- Short problem
Present the records below as a JSON list of strings, one string per line, leaving out any blank lines.

"""

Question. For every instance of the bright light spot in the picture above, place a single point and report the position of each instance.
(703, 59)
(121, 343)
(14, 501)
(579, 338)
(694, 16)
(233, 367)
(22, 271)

"""

- Response to the task
[
  "Question. For every instance of the bright light spot in the picture above, place a single point and report the position of each instance.",
  "(703, 59)",
  "(121, 343)",
  "(14, 501)",
  "(579, 338)",
  "(694, 16)",
  "(233, 367)",
  "(22, 271)"
]